:: Data provided

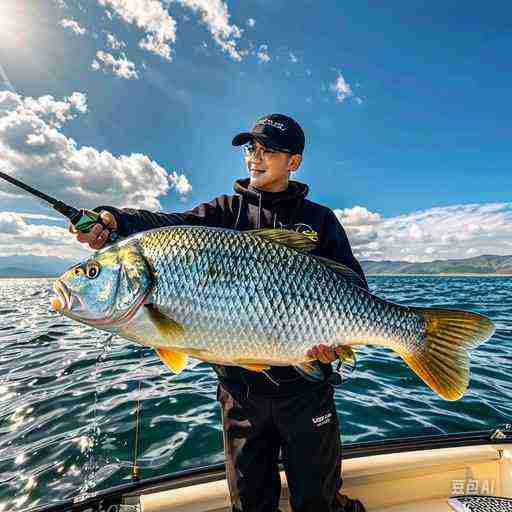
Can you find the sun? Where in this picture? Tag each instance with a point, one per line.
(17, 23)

::::
:: Data provided

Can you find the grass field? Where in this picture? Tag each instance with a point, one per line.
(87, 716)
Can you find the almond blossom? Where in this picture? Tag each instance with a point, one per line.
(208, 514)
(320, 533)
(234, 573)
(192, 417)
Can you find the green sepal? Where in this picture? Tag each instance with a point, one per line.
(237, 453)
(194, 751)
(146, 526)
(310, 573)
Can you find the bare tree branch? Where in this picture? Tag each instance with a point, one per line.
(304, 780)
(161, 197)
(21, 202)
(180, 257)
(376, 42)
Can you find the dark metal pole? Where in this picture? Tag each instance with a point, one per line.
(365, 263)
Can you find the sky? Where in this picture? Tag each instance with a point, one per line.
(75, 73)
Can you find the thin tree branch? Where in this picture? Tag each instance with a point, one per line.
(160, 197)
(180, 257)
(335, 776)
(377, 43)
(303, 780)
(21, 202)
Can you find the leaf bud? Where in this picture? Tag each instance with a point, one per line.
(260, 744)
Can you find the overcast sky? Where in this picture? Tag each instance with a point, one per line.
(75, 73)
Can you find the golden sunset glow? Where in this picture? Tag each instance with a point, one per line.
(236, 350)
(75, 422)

::::
:: Data provided

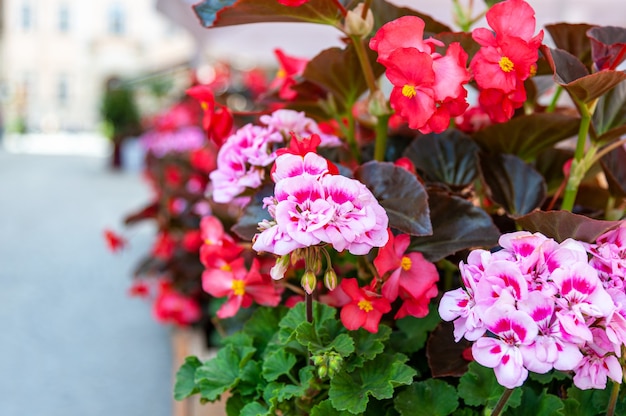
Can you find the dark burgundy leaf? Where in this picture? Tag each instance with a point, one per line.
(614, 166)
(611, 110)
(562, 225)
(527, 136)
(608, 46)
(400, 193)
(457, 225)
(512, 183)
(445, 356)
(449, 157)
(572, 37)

::::

What is required:
Return every line of the records that contains the word "tree", treating uppercase and lowercase letters as different.

Reply to the task:
Can you find the bare tree branch? Where in this picture? Tag each instance with a point, one per line.
Can you find the thin tree branch? Where in this picture? Tag each instance with a point, one per line.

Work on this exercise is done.